EXERCISE GOAL →
Rewrite the data below with every occurrence of "green foliage" replaced by "leafy shrub" and everything else left unchanged. Omit the pictures from your version.
━━ MATERIAL PROVIDED
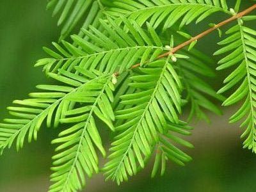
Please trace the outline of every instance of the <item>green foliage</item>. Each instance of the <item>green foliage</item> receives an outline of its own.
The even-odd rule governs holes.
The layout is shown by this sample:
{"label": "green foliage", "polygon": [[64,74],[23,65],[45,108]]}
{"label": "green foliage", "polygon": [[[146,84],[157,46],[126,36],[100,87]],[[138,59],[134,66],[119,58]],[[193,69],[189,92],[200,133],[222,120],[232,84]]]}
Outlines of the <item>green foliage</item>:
━━━━
TASK RESULT →
Please trace the outline of every instance of the <item>leafy shrub</item>. Each instance of the <item>leafy shrub</item> receives an outline of its own.
The even-odd rule governs holes.
The layout is shown by this sample:
{"label": "leafy shrub", "polygon": [[64,74],[23,65],[45,108]]}
{"label": "leafy shrub", "polygon": [[[146,84],[157,46],[126,36],[100,87]],[[138,59],[134,66],[119,58]],[[193,69],[189,92],[200,133],[222,120],[232,84]]]}
Outlines of the <item>leafy shrub</item>:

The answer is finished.